À faire
Recopiez intégralement, sans y apporter la moindre modification, le texte ci-dessous consacré à l'exposition de Ian Kiaer sur l'île de Vassivière.

Extrait source
---

Conditions… Cela pourrait être le filigrane qui court en transparence le long de l’exposition que le Centre International d’Art et du Paysage (CIAP) de l’île Vassivière consacre à Ian Kiaer…
Et réciproquement d’ailleurs puisque, pour lui donner naissance, l’artiste s’est immergé totalement dans l’architecture du Centre, dans son histoire et dans la pensée-même de son concepteur Aldo Rossi.
Jonathan Dronsfield le note dans le texte qui accompagne le catalogue de l’exposition, pour l’un comme pour l’autre «l’architecture incarne une possibilité de penser (…) Ce n’est pas la représentation d’une forme de pensée mais quelque chose qui rend les formes de la pensée possible…»
Et c’est en ce sens que l’art et l’architecture agissent de manière similaire sur l’être humain, en créant les conditions dans lesquelles se vivent ou se pensent les formes du réel… Idéalité donc, de corps et de langages, intégrés eux-mêmes à l’oeuvre, et totalement libres devant ou plutôt à l’intérieur de la saisie proposée. Idéalité forcément contradictoire, parce que si Ian Kiaer travaille l’influence de l’architecture… Il la subvertit également en l’interrogeant sur la possibilité que la condition se fasse conditionnement.
Chaque installation incorpore le corps même du visiteur aux structures proposées, en attirant son regard, elle crée la possible saisie d’une rencontre avec l’oeuvre, la possibilité de créer ce moment unique… Sur le fil toujours, puisque, ne pouvant tracer qu’en chacun de nous son chemin singulier, aucune rencontre ne peut être conditionnée.C’est la première exposition personnelle de Ian Kiaer en France mais ici peu importe le pays… Son travail voyagera et continuera de voyager, ces oeuvres c’est dans ce lieu; pour lesquelles elles ont été conçues, qu’il faut les voir. Leur découverte commence d’ailleurs bien avant l’arrivée au Centre lui-même, sur cette route de nulle part, à nulle autre pareille.

---

Données fournies
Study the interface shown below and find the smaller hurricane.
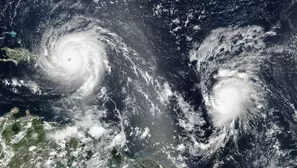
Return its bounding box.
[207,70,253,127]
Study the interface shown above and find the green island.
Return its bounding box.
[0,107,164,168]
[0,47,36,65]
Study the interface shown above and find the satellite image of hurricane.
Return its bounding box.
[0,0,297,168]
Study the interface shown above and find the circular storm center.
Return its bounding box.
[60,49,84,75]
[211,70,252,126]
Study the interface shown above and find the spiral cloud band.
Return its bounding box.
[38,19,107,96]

---

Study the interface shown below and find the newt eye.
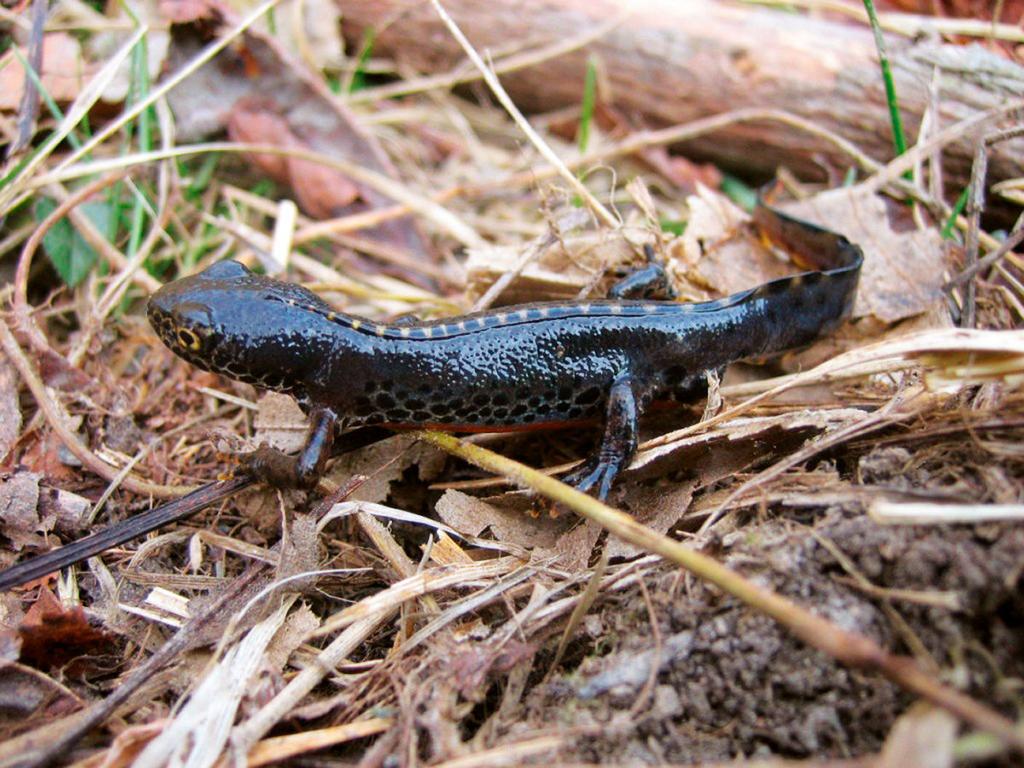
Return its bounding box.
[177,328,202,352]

---

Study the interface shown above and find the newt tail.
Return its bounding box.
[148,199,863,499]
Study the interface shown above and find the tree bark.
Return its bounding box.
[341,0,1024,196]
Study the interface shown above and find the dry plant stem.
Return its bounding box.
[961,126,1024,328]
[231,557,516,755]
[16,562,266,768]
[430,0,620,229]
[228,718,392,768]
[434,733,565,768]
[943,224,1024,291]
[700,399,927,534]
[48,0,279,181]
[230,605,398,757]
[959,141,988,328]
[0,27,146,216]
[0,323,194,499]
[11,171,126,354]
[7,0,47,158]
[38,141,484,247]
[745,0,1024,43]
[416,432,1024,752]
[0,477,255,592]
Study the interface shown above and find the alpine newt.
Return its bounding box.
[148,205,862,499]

---

Réponse rédigée
Conditions… Cela pourrait être le filigrane qui court en transparence le long de l’exposition que le Centre International d’Art et du Paysage (CIAP) de l’île Vassivière consacre à Ian Kiaer…
Et réciproquement d’ailleurs puisque, pour lui donner naissance, l’artiste s’est immergé totalement dans l’architecture du Centre, dans son histoire et dans la pensée-même de son concepteur Aldo Rossi.
Jonathan Dronsfield le note dans le texte qui accompagne le catalogue de l’exposition, pour l’un comme pour l’autre «l’architecture incarne une possibilité de penser (…) Ce n’est pas la représentation d’une forme de pensée mais quelque chose qui rend les formes de la pensée possible…»
Et c’est en ce sens que l’art et l’architecture agissent de manière similaire sur l’être humain, en créant les conditions dans lesquelles se vivent ou se pensent les formes du réel… Idéalité donc, de corps et de langages, intégrés eux-mêmes à l’oeuvre, et totalement libres devant ou plutôt à l’intérieur de la saisie proposée. Idéalité forcément contradictoire, parce que si Ian Kiaer travaille l’influence de l’architecture… Il la subvertit également en l’interrogeant sur la possibilité que la condition se fasse conditionnement.
Chaque installation incorpore le corps même du visiteur aux structures proposées, en attirant son regard, elle crée la possible saisie d’une rencontre avec l’oeuvre, la possibilité de créer ce moment unique… Sur le fil toujours, puisque, ne pouvant tracer qu’en chacun de nous son chemin singulier, aucune rencontre ne peut être conditionnée.C’est la première exposition personnelle de Ian Kiaer en France mais ici peu importe le pays… Son travail voyagera et continuera de voyager, ces oeuvres c’est dans ce lieu; pour lesquelles elles ont été conçues, qu’il faut les voir. Leur découverte commence d’ailleurs bien avant l’arrivée au Centre lui-même, sur cette route de nulle part, à nulle autre pareille.